## What the task requires:
Copy out all of the material below, replacing each "drop a dot" with "place a marker" and keeping everything else the same.

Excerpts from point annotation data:
>> BEGIN

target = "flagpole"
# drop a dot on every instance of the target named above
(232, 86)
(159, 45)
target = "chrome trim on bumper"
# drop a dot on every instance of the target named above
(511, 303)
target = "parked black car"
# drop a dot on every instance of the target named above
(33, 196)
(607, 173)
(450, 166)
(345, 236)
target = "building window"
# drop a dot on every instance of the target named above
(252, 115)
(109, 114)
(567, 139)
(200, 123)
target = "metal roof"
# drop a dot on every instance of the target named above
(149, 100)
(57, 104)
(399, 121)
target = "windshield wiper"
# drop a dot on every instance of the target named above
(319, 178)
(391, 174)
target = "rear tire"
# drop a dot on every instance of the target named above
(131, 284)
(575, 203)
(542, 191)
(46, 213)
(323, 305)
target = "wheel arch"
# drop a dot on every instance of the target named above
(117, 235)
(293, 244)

>> END

## Completed task:
target = "flagpole"
# place a marker on every instance of the target named above
(232, 86)
(159, 45)
target = "chrome trim on bumper"
# place a marker on every instance of the target named above
(511, 303)
target = "parked black car"
# place a marker on every instance of the target named above
(33, 196)
(607, 173)
(450, 166)
(345, 236)
target = "building window"
# place a marker on every instance of the target named above
(252, 115)
(109, 114)
(567, 139)
(200, 123)
target = "metal roof"
# place a marker on every instance of the target named above
(149, 100)
(57, 104)
(399, 121)
target = "windshield wiper"
# place a marker on every instance of the target named above
(319, 178)
(391, 174)
target = "rear tire"
# place a marker on every instance of the target named above
(131, 284)
(575, 203)
(542, 191)
(46, 213)
(323, 305)
target = "wheel arch"
# place a marker on every instance of the target named above
(117, 235)
(293, 244)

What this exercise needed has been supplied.